- _DATASET EXCERPTS_

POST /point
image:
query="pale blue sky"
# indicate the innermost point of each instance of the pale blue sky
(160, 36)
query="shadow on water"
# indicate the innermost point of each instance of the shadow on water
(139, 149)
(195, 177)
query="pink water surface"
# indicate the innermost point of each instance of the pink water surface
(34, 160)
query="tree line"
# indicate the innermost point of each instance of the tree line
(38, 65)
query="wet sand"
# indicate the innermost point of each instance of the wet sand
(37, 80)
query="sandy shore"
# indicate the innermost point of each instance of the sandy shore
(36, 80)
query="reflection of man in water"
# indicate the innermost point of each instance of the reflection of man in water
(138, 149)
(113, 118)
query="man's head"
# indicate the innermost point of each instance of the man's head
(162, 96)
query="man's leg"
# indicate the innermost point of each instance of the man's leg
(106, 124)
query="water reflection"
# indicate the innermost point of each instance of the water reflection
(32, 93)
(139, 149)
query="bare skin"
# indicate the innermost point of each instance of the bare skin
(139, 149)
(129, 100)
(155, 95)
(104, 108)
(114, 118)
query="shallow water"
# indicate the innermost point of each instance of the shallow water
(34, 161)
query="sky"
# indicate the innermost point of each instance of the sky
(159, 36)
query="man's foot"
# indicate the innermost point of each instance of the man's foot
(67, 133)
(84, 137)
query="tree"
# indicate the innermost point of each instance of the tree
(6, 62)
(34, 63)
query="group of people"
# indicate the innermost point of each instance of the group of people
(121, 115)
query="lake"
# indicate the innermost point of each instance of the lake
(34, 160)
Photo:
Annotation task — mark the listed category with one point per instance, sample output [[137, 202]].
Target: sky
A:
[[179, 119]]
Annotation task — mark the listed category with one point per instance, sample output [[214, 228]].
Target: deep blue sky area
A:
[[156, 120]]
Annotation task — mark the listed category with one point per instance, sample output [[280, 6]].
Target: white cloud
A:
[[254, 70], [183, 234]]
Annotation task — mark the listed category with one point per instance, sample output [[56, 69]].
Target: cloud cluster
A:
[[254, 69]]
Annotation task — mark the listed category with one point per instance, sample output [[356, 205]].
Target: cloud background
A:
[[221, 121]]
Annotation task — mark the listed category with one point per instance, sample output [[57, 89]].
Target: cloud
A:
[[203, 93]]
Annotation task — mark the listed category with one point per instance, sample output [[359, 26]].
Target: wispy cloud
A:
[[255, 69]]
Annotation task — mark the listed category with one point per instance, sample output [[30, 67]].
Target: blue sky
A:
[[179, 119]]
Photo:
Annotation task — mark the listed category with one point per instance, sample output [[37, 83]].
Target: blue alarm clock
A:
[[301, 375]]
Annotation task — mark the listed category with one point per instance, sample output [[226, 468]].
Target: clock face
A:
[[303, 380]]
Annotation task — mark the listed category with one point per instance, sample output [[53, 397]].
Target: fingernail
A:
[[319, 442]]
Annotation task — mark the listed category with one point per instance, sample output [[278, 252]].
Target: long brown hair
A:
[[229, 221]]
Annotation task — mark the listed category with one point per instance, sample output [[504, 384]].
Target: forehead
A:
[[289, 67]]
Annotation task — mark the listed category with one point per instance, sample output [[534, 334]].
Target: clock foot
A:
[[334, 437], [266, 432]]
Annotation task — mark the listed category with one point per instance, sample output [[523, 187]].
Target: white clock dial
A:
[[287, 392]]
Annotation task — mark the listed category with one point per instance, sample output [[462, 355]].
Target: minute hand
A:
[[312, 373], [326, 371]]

- _WHAT THE TASK REQUIRES_
Please output each entry above exactly, leaving nothing out.

- _WRITTEN SOLUTION_
POST /point
image:
query="pale blue sky"
# indicate the innermost point of each instance of the pale blue sky
(160, 36)
query="shadow on water"
# indicate the innermost point of each instance of the shadow on water
(139, 149)
(195, 177)
query="pink water surface"
# indicate the innermost point of each instance of the pink water surface
(34, 160)
query="tree line"
# indicate the innermost point of each instance of the tree line
(38, 65)
query="wet sand"
# indicate the innermost point of each instance of the wet sand
(37, 80)
query="sandy shore"
# indicate the innermost point of each instance of the sandy shore
(36, 80)
query="reflection of man in water"
# indicate the innermost point of each instance of the reflection of man in water
(138, 149)
(113, 118)
query="man's head"
# indicate the innermost point of each instance of the man's head
(162, 96)
query="man's leg"
# indicate the innermost point of each instance of the man's leg
(106, 124)
query="water reflection"
# indicate the innermost point of each instance of the water reflection
(32, 93)
(139, 149)
query="bare skin"
# indicate the innermost point of each instance of the bare skin
(139, 149)
(129, 100)
(155, 95)
(104, 108)
(114, 118)
query="shallow water"
# indicate the innermost point of each instance of the shallow water
(34, 161)
query="sky"
# indicate the innermost point of each instance of the sky
(159, 36)
query="man's foot"
# indicate the innermost point of each instance of the man's foot
(67, 133)
(84, 137)
query="tree"
# indicate the innermost point of each instance of the tree
(6, 62)
(34, 63)
query="group of people"
# indicate the innermost point of each instance of the group of people
(121, 115)
query="lake"
# indicate the innermost point of each instance of the lake
(34, 160)
Photo:
Annotation task — mark the listed category with one point per instance, sample output [[137, 202]].
Target: sky
A:
[[179, 119]]
Annotation task — mark the listed category with one point per instance, sample output [[214, 228]].
Target: deep blue sky area
A:
[[156, 120]]
Annotation task — mark the listed category with one point per instance, sample output [[280, 6]].
Target: white cloud
A:
[[254, 70], [183, 234]]
Annotation task — mark the listed category with one point per instance, sample output [[56, 69]].
Target: cloud cluster
A:
[[254, 69]]
Annotation task — mark the listed category with one point per instance, sample output [[356, 205]].
Target: cloud background
A:
[[221, 121]]
Annotation task — mark the listed category with one point per instance, sample output [[57, 89]].
Target: cloud
A:
[[203, 93]]
Annotation task — mark the listed category with one point per instance, sample output [[359, 26]].
Target: wispy cloud
A:
[[255, 69]]
Annotation task — mark the listed category with one point per instance, sample output [[30, 67]].
Target: blue sky
A:
[[179, 119]]
Photo:
Annotation task — mark the listed category with one point per instance, sample output [[37, 83]].
Target: blue alarm clock
A:
[[301, 375]]
Annotation task — mark the listed category with one point per instance, sample output [[226, 468]].
Target: clock face
A:
[[303, 380]]
Annotation task — mark the listed category with one point per instance, sample output [[53, 397]].
Target: fingernail
A:
[[319, 442]]
Annotation task — mark the listed category with one point per instance, sample output [[278, 252]].
Target: long brown hair
A:
[[229, 221]]
Annotation task — mark the listed category with one point per instance, sample output [[504, 384]].
Target: forehead
A:
[[289, 67]]
Annotation task — mark the listed category with one point per instance, sample output [[534, 334]].
Target: clock foot
A:
[[334, 437], [266, 432]]
Annotation task — mark the listed category with one point per instance, sample output [[523, 187]].
Target: white clock dial
A:
[[287, 392]]
Annotation task — mark the listed category with one point per instance, sample output [[462, 355]].
Target: minute hand
A:
[[312, 373], [326, 371]]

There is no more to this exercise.